## [Your instructions]
Reproduce, exactly as they appear, the line containing "Target: sky" and every line after it, ending with the last line of the records.

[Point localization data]
----

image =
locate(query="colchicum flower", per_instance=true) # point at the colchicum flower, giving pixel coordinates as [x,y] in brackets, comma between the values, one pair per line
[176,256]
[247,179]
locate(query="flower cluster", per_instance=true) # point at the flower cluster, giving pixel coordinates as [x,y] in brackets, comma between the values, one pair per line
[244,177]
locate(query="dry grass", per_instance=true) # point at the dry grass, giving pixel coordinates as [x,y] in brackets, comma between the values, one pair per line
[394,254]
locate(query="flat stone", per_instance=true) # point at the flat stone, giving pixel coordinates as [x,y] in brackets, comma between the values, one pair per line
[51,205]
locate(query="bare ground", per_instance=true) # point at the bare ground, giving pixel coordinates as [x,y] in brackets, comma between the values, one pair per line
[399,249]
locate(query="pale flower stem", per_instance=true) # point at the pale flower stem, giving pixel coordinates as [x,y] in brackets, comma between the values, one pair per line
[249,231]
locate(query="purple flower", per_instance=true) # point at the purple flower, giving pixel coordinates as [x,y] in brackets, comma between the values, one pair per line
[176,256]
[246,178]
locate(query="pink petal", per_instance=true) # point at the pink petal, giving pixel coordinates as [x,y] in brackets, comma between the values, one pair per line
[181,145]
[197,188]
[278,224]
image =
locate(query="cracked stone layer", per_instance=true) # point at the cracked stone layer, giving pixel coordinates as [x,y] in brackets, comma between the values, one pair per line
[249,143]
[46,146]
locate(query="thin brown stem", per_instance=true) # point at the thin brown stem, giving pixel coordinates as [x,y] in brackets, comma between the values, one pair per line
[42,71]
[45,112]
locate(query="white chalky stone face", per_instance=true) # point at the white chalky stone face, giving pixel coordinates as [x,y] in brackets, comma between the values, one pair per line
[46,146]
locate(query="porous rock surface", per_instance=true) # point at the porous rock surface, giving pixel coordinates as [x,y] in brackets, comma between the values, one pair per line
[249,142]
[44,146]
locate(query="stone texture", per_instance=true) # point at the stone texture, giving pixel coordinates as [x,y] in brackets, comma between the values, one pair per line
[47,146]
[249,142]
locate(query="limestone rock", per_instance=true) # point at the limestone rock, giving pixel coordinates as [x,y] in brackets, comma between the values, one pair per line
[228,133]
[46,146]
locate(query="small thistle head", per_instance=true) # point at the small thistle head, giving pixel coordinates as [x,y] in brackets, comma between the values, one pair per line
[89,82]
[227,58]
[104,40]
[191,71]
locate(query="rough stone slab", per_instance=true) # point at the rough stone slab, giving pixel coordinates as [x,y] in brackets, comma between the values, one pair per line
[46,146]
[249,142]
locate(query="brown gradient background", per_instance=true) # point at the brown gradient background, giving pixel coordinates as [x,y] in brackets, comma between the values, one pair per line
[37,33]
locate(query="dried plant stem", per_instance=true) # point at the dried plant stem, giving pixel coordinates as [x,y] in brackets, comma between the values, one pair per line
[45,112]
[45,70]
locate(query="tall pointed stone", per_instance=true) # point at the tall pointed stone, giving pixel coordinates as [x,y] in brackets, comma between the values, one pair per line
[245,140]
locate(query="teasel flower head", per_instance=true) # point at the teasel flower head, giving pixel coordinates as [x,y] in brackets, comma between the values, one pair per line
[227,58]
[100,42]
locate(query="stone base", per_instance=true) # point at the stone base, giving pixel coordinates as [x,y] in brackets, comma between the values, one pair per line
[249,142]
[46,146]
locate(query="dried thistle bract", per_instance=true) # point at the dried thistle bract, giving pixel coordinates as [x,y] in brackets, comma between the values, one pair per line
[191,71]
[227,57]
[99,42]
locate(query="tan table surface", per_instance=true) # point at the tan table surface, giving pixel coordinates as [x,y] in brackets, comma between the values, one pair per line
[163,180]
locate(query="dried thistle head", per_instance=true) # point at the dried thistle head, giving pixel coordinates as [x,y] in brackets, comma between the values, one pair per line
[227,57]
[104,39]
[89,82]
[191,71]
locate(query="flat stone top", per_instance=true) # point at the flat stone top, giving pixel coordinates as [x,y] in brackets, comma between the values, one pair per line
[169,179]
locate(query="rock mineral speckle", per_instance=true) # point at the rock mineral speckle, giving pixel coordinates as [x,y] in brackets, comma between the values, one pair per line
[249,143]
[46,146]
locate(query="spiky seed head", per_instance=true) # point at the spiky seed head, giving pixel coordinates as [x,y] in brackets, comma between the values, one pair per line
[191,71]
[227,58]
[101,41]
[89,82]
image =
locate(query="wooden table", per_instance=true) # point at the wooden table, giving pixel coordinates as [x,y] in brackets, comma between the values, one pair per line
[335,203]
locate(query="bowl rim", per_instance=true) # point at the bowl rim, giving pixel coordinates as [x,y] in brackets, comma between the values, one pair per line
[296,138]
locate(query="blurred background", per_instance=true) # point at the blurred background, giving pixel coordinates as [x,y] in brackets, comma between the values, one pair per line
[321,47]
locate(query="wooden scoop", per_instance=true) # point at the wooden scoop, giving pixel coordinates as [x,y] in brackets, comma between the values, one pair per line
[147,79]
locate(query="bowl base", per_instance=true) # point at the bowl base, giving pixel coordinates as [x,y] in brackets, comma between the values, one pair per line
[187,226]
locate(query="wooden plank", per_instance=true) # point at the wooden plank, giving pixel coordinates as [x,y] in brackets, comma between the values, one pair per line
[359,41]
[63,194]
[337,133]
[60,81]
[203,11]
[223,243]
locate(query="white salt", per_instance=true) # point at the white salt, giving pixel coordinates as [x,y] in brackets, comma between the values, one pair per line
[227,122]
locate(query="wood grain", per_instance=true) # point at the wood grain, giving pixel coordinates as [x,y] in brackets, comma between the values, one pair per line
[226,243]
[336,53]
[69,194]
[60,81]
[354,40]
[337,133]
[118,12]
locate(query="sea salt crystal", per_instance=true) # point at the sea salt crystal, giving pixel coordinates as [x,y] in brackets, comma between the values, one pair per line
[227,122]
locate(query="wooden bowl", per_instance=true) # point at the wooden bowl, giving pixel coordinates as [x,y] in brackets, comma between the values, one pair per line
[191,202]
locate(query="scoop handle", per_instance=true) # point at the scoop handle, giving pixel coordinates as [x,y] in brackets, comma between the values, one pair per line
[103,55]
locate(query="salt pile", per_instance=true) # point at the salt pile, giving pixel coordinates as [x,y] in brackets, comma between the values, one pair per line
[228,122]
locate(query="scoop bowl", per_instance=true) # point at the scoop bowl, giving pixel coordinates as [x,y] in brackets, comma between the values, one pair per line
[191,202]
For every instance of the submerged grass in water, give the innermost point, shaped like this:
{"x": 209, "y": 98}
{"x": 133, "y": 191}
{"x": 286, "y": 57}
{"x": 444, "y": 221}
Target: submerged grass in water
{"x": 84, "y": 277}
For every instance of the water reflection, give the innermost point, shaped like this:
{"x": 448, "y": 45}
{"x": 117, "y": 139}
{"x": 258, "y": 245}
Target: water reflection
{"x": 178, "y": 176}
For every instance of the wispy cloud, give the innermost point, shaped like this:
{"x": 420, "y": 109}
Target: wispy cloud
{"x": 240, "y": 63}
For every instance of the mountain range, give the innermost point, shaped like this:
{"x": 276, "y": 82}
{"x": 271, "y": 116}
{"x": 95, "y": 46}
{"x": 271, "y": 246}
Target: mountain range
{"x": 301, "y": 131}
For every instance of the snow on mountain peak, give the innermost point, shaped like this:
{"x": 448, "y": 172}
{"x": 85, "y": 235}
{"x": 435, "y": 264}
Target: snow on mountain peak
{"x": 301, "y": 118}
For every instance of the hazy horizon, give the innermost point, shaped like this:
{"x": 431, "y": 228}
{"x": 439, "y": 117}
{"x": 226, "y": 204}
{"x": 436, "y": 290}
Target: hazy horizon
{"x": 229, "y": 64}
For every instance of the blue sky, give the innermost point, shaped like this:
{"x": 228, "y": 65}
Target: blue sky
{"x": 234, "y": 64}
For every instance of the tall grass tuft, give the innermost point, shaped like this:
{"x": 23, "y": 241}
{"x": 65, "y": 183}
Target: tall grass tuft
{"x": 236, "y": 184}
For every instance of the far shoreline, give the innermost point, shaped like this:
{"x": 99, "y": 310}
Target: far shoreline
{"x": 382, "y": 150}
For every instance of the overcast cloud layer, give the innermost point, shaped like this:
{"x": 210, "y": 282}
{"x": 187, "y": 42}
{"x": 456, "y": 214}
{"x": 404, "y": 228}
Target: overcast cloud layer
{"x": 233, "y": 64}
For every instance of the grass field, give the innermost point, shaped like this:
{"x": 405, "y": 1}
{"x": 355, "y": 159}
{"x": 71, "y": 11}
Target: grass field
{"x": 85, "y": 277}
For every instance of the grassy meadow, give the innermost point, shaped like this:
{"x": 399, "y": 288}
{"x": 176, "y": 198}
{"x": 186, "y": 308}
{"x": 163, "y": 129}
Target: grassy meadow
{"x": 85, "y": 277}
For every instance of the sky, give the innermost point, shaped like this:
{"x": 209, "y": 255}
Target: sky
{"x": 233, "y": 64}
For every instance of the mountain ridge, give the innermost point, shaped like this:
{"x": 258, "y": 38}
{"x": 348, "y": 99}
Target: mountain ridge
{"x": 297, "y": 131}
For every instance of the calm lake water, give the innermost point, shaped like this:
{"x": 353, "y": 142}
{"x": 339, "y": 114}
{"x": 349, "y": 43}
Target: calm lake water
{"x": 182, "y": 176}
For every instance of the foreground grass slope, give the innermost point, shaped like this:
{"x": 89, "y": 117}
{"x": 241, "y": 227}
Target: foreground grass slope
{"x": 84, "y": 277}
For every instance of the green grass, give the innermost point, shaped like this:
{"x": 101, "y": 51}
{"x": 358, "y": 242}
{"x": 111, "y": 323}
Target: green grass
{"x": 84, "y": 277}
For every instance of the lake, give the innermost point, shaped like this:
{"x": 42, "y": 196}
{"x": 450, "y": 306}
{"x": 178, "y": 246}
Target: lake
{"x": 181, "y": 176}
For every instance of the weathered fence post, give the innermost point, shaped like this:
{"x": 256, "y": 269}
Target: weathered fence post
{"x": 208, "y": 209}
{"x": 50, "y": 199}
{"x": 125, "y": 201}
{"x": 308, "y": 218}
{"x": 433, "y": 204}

----

## [Exercise answer]
Target: sky
{"x": 233, "y": 64}
For every instance of the mountain ridge, give the innermost point, shaped like this:
{"x": 258, "y": 38}
{"x": 348, "y": 99}
Target: mountain ridge
{"x": 297, "y": 131}
For every instance of the calm lake water, give the innermost point, shaped like this:
{"x": 353, "y": 142}
{"x": 339, "y": 114}
{"x": 349, "y": 43}
Target: calm lake water
{"x": 182, "y": 176}
For every instance of the foreground grass slope, give the innermost point, shaped like this:
{"x": 89, "y": 117}
{"x": 241, "y": 227}
Target: foreground grass slope
{"x": 84, "y": 277}
For every instance of the green grass, give the innermost point, shaped like this:
{"x": 101, "y": 51}
{"x": 358, "y": 242}
{"x": 111, "y": 323}
Target: green grass
{"x": 84, "y": 277}
For every instance of the lake, give the innermost point, shaped like this:
{"x": 42, "y": 196}
{"x": 450, "y": 306}
{"x": 178, "y": 246}
Target: lake
{"x": 181, "y": 176}
For every instance of the weathered fence post, give the innermost point, shaped like this:
{"x": 256, "y": 269}
Target: weathered fence post
{"x": 208, "y": 209}
{"x": 50, "y": 199}
{"x": 125, "y": 201}
{"x": 308, "y": 218}
{"x": 433, "y": 204}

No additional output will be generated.